• _What you will do_:
A - Answer these questions about the earnings call excerpt, one answer per line and marked the same way:
(i) What was the amount of the acquisition reversal cost?
(ii) About how many people were there around the middle of 2008, not counting car washes?
(iii) What was the average annual salary of the roughly 17 people cut in the first half of this year?
B - In the earnings call excerpt, turn the paragraph beginning "Next thing I'll spend a few moments on is headcount reduction" into a short list that keeps its main facts.

[BEGIN Page extract]

And going the other way as I mentioned was about 276,000 of acquisition reversal cost. And that basically was in first accounting we accrued from the contingency that we might have had to pay additional consideration based on reoccurring monthly revenues that were retained after the first year of operations of our monitoring station. And as I mentioned, yes, there were a lot of customers that were required to be weeded out, who are not paying their bills, and basically that one’s one of the main drivers in our reoccurring monthly revenue contingency payment not having to be made.

So, that 276,000 was actually a reduction in purchase price and under current accounting, is actually a reduction of our operating expenses.

Next thing I’ll spend a few moments on is headcount reduction. I mentioned last quarter around the middle of 2008 when Mr. Raefield took over, not including car washes, we had about 215 people – and really I should say 215 people includes me putting in as if CSSS was on board at that time. And currently right now with CSSS on board, we had 130 people. So, that’s about a 40 percent reduction in headcount.

So, we basically have 60 percent of the workforce, you know, we had in towards the middle end of 2008. So, you know, we did a lot there. Within that headcount reduction was an additional headcount reduction of about 17 people in the first half of this year and the average annual salary of those reductions were about $95,000.

So, you know, we really had a significant amount of higher level people that we – that we terminated in this first half of 2010. Again the total that we reduced since 2008 was about 85 people. The next thing I want to spend a few moments on is talking about a couple of key items within our balance sheet.

[END Page extract]
[BEGIN Records shown]

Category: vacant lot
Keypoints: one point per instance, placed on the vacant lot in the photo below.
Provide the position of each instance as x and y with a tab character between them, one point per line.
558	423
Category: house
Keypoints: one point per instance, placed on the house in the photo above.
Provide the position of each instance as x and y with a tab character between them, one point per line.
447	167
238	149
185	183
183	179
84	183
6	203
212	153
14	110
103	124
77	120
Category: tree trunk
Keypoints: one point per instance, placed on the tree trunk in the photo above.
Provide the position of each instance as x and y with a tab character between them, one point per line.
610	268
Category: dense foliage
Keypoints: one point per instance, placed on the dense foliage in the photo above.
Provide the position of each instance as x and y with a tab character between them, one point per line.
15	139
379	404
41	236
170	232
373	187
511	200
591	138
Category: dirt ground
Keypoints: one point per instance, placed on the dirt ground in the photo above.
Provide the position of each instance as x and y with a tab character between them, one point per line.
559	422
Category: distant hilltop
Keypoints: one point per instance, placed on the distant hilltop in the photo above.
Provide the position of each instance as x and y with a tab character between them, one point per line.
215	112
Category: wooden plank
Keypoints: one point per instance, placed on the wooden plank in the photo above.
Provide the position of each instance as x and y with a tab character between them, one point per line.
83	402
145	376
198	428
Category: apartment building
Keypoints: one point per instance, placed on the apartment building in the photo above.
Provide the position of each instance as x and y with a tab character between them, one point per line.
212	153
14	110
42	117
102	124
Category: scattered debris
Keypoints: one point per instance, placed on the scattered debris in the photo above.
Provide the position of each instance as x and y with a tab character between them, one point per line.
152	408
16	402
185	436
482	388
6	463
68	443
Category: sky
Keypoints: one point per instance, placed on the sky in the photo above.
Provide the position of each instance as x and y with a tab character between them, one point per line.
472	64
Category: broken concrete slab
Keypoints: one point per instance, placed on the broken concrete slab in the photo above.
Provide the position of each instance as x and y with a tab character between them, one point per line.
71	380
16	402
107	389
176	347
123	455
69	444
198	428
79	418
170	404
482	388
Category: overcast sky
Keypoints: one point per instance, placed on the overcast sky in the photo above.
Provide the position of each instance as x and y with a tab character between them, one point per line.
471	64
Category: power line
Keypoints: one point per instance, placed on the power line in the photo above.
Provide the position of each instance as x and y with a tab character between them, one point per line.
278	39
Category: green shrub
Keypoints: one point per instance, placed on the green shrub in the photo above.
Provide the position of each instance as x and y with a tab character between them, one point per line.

[END Records shown]

• _Task solutions_:
A -
(i) About 276,000
(ii) About 215 people
(iii) About $95,000

B -
- Around the middle of 2008, when Mr. Raefield took over, there were about 215 people, not counting car washes.
- That 215 figure counts CSSS as if it were already on board at the time.
- With CSSS on board, there are now 130 people.
- This is about a 40 percent cut in headcount.